Without any pictures, output the records exactly as they are.

* * * * * * *

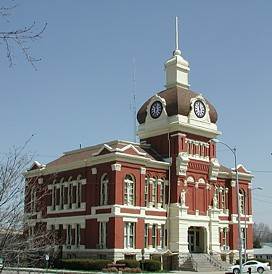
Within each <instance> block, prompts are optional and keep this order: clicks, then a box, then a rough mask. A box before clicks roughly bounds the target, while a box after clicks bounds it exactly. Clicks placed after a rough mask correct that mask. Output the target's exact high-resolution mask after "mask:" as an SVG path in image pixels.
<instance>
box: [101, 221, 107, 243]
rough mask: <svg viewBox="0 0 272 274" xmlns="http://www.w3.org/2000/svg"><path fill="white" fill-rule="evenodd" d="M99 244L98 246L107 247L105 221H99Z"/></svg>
mask: <svg viewBox="0 0 272 274" xmlns="http://www.w3.org/2000/svg"><path fill="white" fill-rule="evenodd" d="M99 245H100V248H107V222H100V223H99Z"/></svg>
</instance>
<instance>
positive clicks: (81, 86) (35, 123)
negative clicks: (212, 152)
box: [0, 0, 272, 224]
mask: <svg viewBox="0 0 272 274" xmlns="http://www.w3.org/2000/svg"><path fill="white" fill-rule="evenodd" d="M17 3H18V7H17V8H16V9H15V10H14V12H13V15H12V16H11V17H10V23H6V22H5V21H3V20H2V21H0V23H1V24H0V27H1V30H2V29H5V30H6V29H12V28H13V27H16V26H19V27H20V26H24V25H26V24H30V23H32V22H33V21H36V22H37V24H40V25H42V24H43V23H45V22H47V23H48V27H47V29H46V31H45V33H44V35H43V38H42V39H41V40H39V41H37V42H35V43H33V44H31V48H32V54H33V55H34V56H37V57H41V58H42V61H41V62H40V63H39V64H37V68H38V70H37V71H35V70H33V68H32V67H31V66H30V65H29V64H27V63H26V62H25V61H24V59H23V58H22V56H21V55H20V53H19V52H18V51H16V50H15V62H16V65H15V66H14V67H13V68H9V67H8V62H7V60H6V59H5V52H4V51H3V48H1V51H0V75H1V91H0V115H1V117H2V119H1V124H2V125H1V142H0V152H1V153H4V152H5V151H7V150H8V148H10V147H11V146H13V145H15V146H18V145H20V144H22V143H24V141H25V140H26V139H28V138H29V137H30V136H31V134H33V133H34V134H35V137H34V138H33V139H32V141H31V144H30V145H29V149H30V150H31V151H33V152H35V153H36V155H37V157H36V159H37V160H39V161H41V162H43V163H46V162H49V161H51V160H52V159H54V158H55V157H56V156H58V155H61V153H62V152H63V151H67V150H71V149H75V148H78V147H79V144H82V145H83V146H89V145H93V144H96V143H102V142H104V141H108V140H111V139H125V140H133V116H132V112H131V108H130V104H131V101H132V89H133V84H132V72H133V58H135V60H136V66H135V67H136V92H137V109H138V108H139V107H140V106H141V104H142V103H143V102H144V101H145V100H146V99H147V98H149V97H150V96H152V95H153V94H155V93H156V92H157V91H160V90H162V89H163V86H164V71H163V64H164V62H165V61H166V60H167V59H168V58H169V57H170V56H171V53H172V51H173V49H174V17H175V16H179V18H180V27H181V32H180V44H181V50H182V53H183V56H184V57H185V58H186V59H187V60H188V61H189V62H190V67H191V72H190V84H191V89H192V90H194V91H199V92H201V93H202V94H203V95H204V96H205V97H206V98H208V99H209V100H210V101H211V102H212V103H213V104H214V105H215V107H216V109H217V112H218V115H219V121H218V128H219V129H220V130H221V131H222V132H223V134H222V136H221V140H222V141H224V142H226V143H228V144H229V145H231V146H236V147H237V150H238V162H242V163H243V164H244V165H245V166H246V167H247V168H248V169H249V170H252V171H257V172H255V173H254V175H255V179H254V181H253V184H254V186H253V187H257V186H258V187H259V186H262V187H263V188H264V190H263V191H255V192H254V210H255V221H257V222H260V221H264V222H266V223H270V224H272V220H271V218H270V219H267V215H268V216H269V215H270V212H271V208H272V199H271V198H272V188H271V183H272V156H271V155H270V152H271V151H272V150H271V111H272V108H271V105H272V103H271V100H272V95H271V92H272V91H271V79H272V77H271V71H272V70H271V65H272V62H271V61H272V50H271V49H272V38H271V37H272V27H271V26H272V13H271V10H272V2H271V1H246V0H241V1H234V0H232V1H216V0H214V1H211V0H206V1H196V0H193V1H180V0H177V1H162V0H161V1H160V0H149V1H144V0H141V1H129V0H123V1H118V0H116V1H103V0H100V1H87V0H86V1H83V0H82V1H75V0H73V1H72V0H65V1H64V0H58V1H56V0H51V1H41V0H27V1H26V0H25V1H23V0H22V1H18V2H17ZM218 157H219V160H220V162H221V163H223V164H225V165H228V166H231V167H232V166H233V159H232V155H231V154H230V153H229V151H227V150H225V148H224V147H220V145H218ZM258 171H271V173H269V172H265V173H263V172H258Z"/></svg>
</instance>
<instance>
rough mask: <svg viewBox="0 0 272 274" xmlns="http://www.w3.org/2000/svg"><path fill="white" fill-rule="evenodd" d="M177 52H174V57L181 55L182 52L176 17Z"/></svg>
mask: <svg viewBox="0 0 272 274" xmlns="http://www.w3.org/2000/svg"><path fill="white" fill-rule="evenodd" d="M175 34H176V50H175V51H174V55H181V51H180V50H179V29H178V17H177V16H176V33H175Z"/></svg>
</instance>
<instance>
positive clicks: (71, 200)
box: [68, 177, 73, 208]
mask: <svg viewBox="0 0 272 274" xmlns="http://www.w3.org/2000/svg"><path fill="white" fill-rule="evenodd" d="M71 181H72V177H69V179H68V207H69V208H72V203H73V183H72V182H71Z"/></svg>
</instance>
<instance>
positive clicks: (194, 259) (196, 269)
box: [189, 253, 198, 271]
mask: <svg viewBox="0 0 272 274" xmlns="http://www.w3.org/2000/svg"><path fill="white" fill-rule="evenodd" d="M189 257H190V259H191V262H192V265H193V268H194V270H195V271H197V269H198V265H197V261H196V260H195V259H194V257H193V254H192V253H190V254H189Z"/></svg>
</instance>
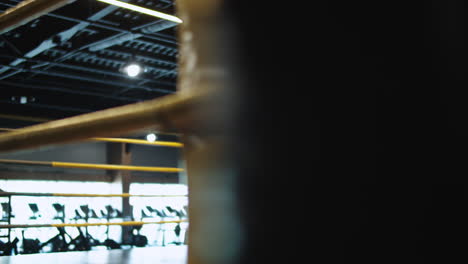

* * * * * * *

__RESPONSE TO THIS EXERCISE__.
Within each <instance> block, prompts are optional and keep this order: clicks, then a box, then a rough mask. A box before clicks roughly bounds the target, while a box after clicks bounds it exactly. Clicks placed after a rough mask correct that mask. Output the target's exact high-resolution mask after "mask:" as an SVG path in image pixels.
<instance>
box: [101, 221, 107, 243]
rough mask: <svg viewBox="0 0 272 274" xmlns="http://www.w3.org/2000/svg"><path fill="white" fill-rule="evenodd" d="M99 244L98 246L107 247L105 221H99Z"/></svg>
mask: <svg viewBox="0 0 272 274" xmlns="http://www.w3.org/2000/svg"><path fill="white" fill-rule="evenodd" d="M99 245H100V248H107V222H100V223H99Z"/></svg>
</instance>
<instance>
positive clicks: (81, 86) (35, 123)
negative clicks: (212, 152)
box: [0, 0, 272, 224]
mask: <svg viewBox="0 0 272 274" xmlns="http://www.w3.org/2000/svg"><path fill="white" fill-rule="evenodd" d="M17 3H18V7H17V8H16V9H15V10H14V12H13V15H12V16H11V17H10V23H6V22H5V21H3V20H2V21H0V23H1V24H0V27H1V30H2V29H5V30H6V29H12V28H13V27H16V26H19V27H20V26H24V25H26V24H30V23H32V22H33V21H36V22H37V24H40V25H42V24H43V23H45V22H47V23H48V27H47V29H46V31H45V33H44V35H43V38H42V39H41V40H39V41H37V42H35V43H33V44H31V48H32V54H33V55H34V56H37V57H41V58H42V61H41V62H40V63H39V64H37V68H38V70H37V71H35V70H33V68H32V67H31V66H30V65H29V64H27V63H26V62H25V61H24V59H23V58H22V56H21V55H20V53H19V52H18V51H16V50H15V62H16V65H15V66H14V67H13V68H9V67H8V62H7V60H6V59H5V52H4V51H3V48H1V51H0V75H1V91H0V115H1V117H2V119H1V124H2V125H1V142H0V152H1V153H4V152H5V151H7V150H8V148H10V147H11V146H13V145H15V146H18V145H20V144H22V143H24V141H25V140H26V139H28V138H29V137H30V136H31V134H33V133H34V134H35V137H34V138H33V139H32V141H31V144H30V145H29V149H30V150H31V151H33V152H35V153H36V155H37V157H36V159H37V160H39V161H41V162H43V163H46V162H49V161H51V160H52V159H54V158H55V157H56V156H58V155H61V153H62V152H63V151H67V150H71V149H75V148H78V147H79V144H82V145H83V146H89V145H93V144H96V143H102V142H104V141H108V140H111V139H125V140H133V116H132V112H131V108H130V104H131V101H132V89H133V84H132V72H133V58H135V60H136V66H135V67H136V92H137V109H138V108H139V107H140V106H141V104H142V103H143V102H144V101H145V100H146V99H147V98H149V97H150V96H152V95H153V94H155V93H156V92H157V91H160V90H162V89H163V86H164V71H163V64H164V62H165V61H166V60H167V59H168V58H169V57H170V56H171V53H172V51H173V49H174V17H175V16H179V18H180V27H181V32H180V44H181V50H182V53H183V56H184V57H185V58H186V59H187V60H188V61H189V62H190V67H191V72H190V84H191V89H192V90H194V91H199V92H201V93H202V94H203V95H204V96H205V97H206V98H208V99H209V100H210V101H211V102H212V103H213V104H214V105H215V107H216V109H217V112H218V115H219V121H218V128H219V129H220V130H221V131H222V132H223V134H222V136H221V140H222V141H224V142H226V143H228V144H229V145H231V146H236V147H237V150H238V162H242V163H243V164H244V165H245V166H246V167H247V168H248V169H249V170H252V171H257V172H255V173H254V175H255V179H254V181H253V184H254V186H253V187H257V186H258V187H259V186H262V187H263V188H264V190H263V191H255V192H254V210H255V221H257V222H260V221H264V222H266V223H270V224H272V220H271V218H270V219H267V215H268V216H269V215H270V212H271V208H272V199H271V198H272V188H271V183H272V156H271V155H270V152H271V151H272V150H271V111H272V108H271V105H272V103H271V100H272V95H271V92H272V91H271V79H272V77H271V71H272V70H271V65H272V62H271V61H272V50H271V49H272V38H271V37H272V27H271V26H272V13H271V10H272V2H271V1H246V0H241V1H234V0H232V1H216V0H214V1H211V0H206V1H196V0H193V1H180V0H177V1H162V0H161V1H160V0H149V1H144V0H141V1H129V0H123V1H118V0H116V1H103V0H100V1H87V0H86V1H83V0H82V1H75V0H73V1H72V0H65V1H64V0H58V1H56V0H51V1H41V0H27V1H26V0H25V1H23V0H22V1H18V2H17ZM218 157H219V160H220V162H221V163H223V164H225V165H228V166H231V167H232V166H233V159H232V155H231V154H230V153H229V151H227V150H225V148H224V147H220V145H218ZM258 171H271V173H269V172H265V173H263V172H258Z"/></svg>
</instance>
<instance>
rough mask: <svg viewBox="0 0 272 274" xmlns="http://www.w3.org/2000/svg"><path fill="white" fill-rule="evenodd" d="M177 52H174V57L181 55L182 52L176 17Z"/></svg>
mask: <svg viewBox="0 0 272 274" xmlns="http://www.w3.org/2000/svg"><path fill="white" fill-rule="evenodd" d="M175 34H176V50H175V51H174V55H181V51H180V50H179V29H178V17H177V16H176V33H175Z"/></svg>
</instance>
<instance>
positive clicks: (71, 200)
box: [68, 177, 73, 208]
mask: <svg viewBox="0 0 272 274" xmlns="http://www.w3.org/2000/svg"><path fill="white" fill-rule="evenodd" d="M71 181H72V177H69V179H68V207H69V208H72V203H73V183H72V182H71Z"/></svg>
</instance>
<instance>
positive clicks: (194, 259) (196, 269)
box: [189, 253, 198, 271]
mask: <svg viewBox="0 0 272 274" xmlns="http://www.w3.org/2000/svg"><path fill="white" fill-rule="evenodd" d="M189 257H190V259H191V262H192V265H193V268H194V270H195V271H197V269H198V265H197V261H196V260H195V259H194V257H193V254H192V253H190V254H189Z"/></svg>
</instance>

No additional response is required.